Exercise:
Below are some records; give them all again exactly, but not the pictures.
** Opening Supplied material block **
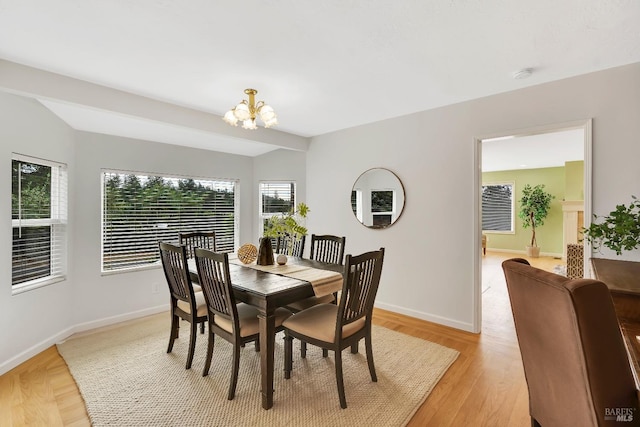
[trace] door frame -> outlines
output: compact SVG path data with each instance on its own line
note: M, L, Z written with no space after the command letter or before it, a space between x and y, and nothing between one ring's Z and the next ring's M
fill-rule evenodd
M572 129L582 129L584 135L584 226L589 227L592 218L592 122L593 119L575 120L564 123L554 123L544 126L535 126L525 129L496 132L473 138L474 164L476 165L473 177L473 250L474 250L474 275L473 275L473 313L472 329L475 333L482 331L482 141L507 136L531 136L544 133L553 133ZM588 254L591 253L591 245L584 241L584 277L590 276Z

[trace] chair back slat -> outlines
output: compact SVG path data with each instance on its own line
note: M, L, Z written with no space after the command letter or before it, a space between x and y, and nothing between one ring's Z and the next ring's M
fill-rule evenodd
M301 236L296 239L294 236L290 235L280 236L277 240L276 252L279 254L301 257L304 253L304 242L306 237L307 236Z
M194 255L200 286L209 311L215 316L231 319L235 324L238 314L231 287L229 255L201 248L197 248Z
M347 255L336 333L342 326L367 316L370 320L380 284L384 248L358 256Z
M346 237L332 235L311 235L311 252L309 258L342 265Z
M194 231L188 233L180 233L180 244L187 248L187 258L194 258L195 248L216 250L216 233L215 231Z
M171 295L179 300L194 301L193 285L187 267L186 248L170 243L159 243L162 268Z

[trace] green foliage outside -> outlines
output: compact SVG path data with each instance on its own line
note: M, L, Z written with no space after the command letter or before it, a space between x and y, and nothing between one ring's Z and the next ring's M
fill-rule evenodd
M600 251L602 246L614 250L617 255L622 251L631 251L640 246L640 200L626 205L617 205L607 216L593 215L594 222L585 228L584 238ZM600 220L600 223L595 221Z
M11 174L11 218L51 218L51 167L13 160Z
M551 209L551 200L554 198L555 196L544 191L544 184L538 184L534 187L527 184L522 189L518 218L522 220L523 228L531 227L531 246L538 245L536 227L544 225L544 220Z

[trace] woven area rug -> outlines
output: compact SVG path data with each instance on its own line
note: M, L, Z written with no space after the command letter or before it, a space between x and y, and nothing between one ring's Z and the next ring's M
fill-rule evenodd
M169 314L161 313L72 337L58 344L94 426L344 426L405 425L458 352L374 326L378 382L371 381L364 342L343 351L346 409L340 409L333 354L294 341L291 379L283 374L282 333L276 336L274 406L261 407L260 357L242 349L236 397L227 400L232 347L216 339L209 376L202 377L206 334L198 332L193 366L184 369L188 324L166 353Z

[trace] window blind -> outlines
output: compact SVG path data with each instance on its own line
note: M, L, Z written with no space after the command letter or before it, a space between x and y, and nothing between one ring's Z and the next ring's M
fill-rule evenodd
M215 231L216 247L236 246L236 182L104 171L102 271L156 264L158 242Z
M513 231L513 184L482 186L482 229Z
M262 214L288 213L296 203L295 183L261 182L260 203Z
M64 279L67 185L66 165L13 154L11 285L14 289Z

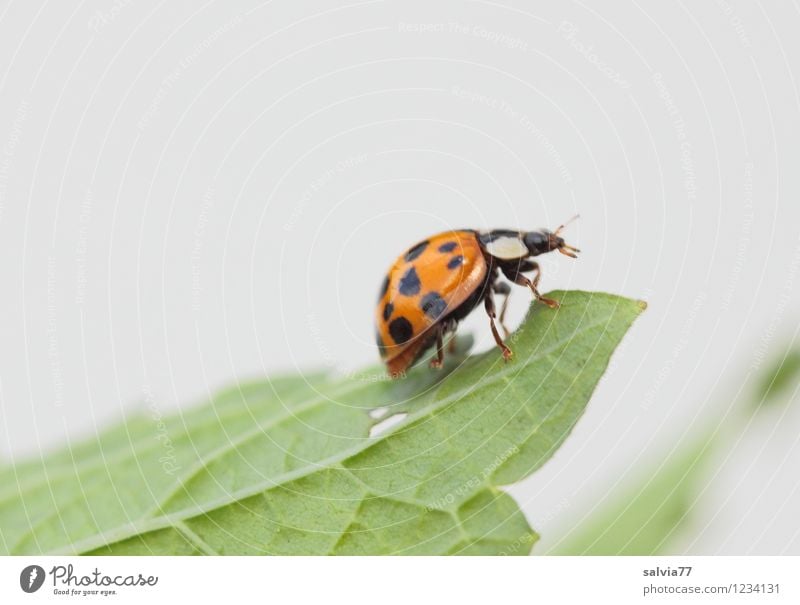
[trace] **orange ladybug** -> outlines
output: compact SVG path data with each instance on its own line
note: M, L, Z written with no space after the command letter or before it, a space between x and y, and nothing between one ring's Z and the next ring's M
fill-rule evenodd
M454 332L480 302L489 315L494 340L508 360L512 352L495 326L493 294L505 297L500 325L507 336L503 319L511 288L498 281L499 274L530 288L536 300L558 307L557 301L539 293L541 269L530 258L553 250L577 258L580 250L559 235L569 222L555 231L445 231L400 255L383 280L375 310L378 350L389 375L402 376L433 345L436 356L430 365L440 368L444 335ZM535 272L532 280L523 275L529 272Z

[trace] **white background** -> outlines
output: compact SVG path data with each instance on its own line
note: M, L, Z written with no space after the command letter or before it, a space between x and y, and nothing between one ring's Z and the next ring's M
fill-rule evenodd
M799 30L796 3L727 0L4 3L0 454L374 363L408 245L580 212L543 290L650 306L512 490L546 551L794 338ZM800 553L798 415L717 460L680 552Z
** Closing Supplied material block **
Answer area:
[trace] door frame -> outlines
output: compact SVG path data with each instance on its own line
note: M, L, Z written with no space after the command letter or before it, a space between x and y, and nothing between one ring's Z and the next ring's M
fill-rule evenodd
M572 129L582 129L584 135L584 226L589 227L592 218L592 122L593 119L575 120L564 123L554 123L544 126L535 126L525 129L496 132L473 138L474 164L476 165L473 177L473 250L474 250L474 275L473 275L473 313L472 329L475 333L482 331L482 141L507 136L531 136L544 133L553 133ZM588 254L591 253L591 245L584 241L584 277L590 276Z

[trace] chair back slat -> outlines
output: compact SVG path data with each instance on its own line
note: M, L, Z written with no space after the command letter or before it, a space between x and y, and nothing between one ring's Z and the next ring's M
fill-rule evenodd
M301 236L296 239L294 236L290 235L280 236L277 240L276 252L279 254L301 257L304 253L304 242L306 237L307 236Z
M194 255L200 286L209 311L215 316L231 319L235 324L238 314L231 287L229 255L201 248L197 248Z
M347 255L336 333L342 326L367 316L370 320L380 284L384 248L358 256Z
M346 237L332 235L311 235L311 252L309 258L342 265Z
M194 231L188 233L180 233L180 244L187 248L187 258L194 258L195 248L216 250L216 233L215 231Z
M171 295L179 300L194 301L193 285L187 267L186 248L170 243L159 243L162 268Z

[trace] green foliage outside -> outlines
output: compact SVG path data with each instance on its own line
note: M, L, Z written with no space after the command letter or before it, a space between x and y, and nothing between one ring's Z and the next ring's M
fill-rule evenodd
M600 251L602 246L614 250L617 255L622 251L631 251L640 246L640 200L626 205L617 205L607 216L593 215L594 222L585 228L584 238ZM600 220L600 223L595 221Z
M11 174L11 218L51 218L51 167L13 160Z
M551 209L551 200L554 198L555 196L544 191L544 184L538 184L534 187L527 184L522 189L518 218L522 220L523 228L531 227L531 246L538 245L536 227L544 225L544 220Z

[trace] woven area rug -> outlines
output: compact SVG path data with each instance on its own line
note: M, L, Z written with no space after the command letter or before it, a space between x and y, and nothing between one ring's Z and the next ring's M
fill-rule evenodd
M169 314L161 313L72 337L58 344L94 426L344 426L405 425L458 352L374 326L378 382L371 381L364 342L343 351L346 409L340 409L333 354L294 341L291 379L283 374L282 333L276 336L274 406L261 407L260 357L242 349L236 397L227 400L232 347L216 339L209 376L202 377L206 334L198 332L193 366L184 369L188 324L166 353Z

[trace] window blind -> outlines
output: compact SVG path data with each instance on its own line
note: M, L, Z written with no space after the command letter or before it, a space between x and y, and nothing between one ring's Z and the next ring's M
fill-rule evenodd
M215 231L216 247L236 246L236 182L104 171L102 271L156 264L158 242Z
M513 231L513 184L482 186L482 229Z
M262 214L288 213L296 203L295 183L261 182L260 203Z
M64 279L67 185L66 165L13 154L11 285L14 289Z

[trace] **orange ladybug** -> outlines
output: compact SVG path data with each instance on its own line
note: M, L, Z written with no space after the command letter or before it, a space between x and y, and nothing between one ring's Z and the next ring's M
fill-rule evenodd
M454 332L480 302L489 315L494 340L508 360L512 352L495 326L493 294L505 297L500 325L507 336L503 319L511 288L498 281L499 274L530 288L536 300L558 307L557 301L539 293L541 269L530 258L553 250L577 258L580 250L559 235L569 222L555 231L445 231L400 255L383 280L375 310L378 350L389 375L402 376L433 345L436 356L430 365L440 368L444 335ZM535 272L532 280L523 275L529 272Z

[trace] **white background** -> outlines
output: compact SVG path data with each instance on its own line
note: M, L, Z written with no space after the command letter or before it, a space between x and y, and nothing between one ring's Z and the next ring's M
fill-rule evenodd
M799 30L796 3L727 0L4 3L0 454L374 363L408 245L580 212L543 290L650 306L512 490L546 551L794 338ZM800 553L798 415L717 460L680 552Z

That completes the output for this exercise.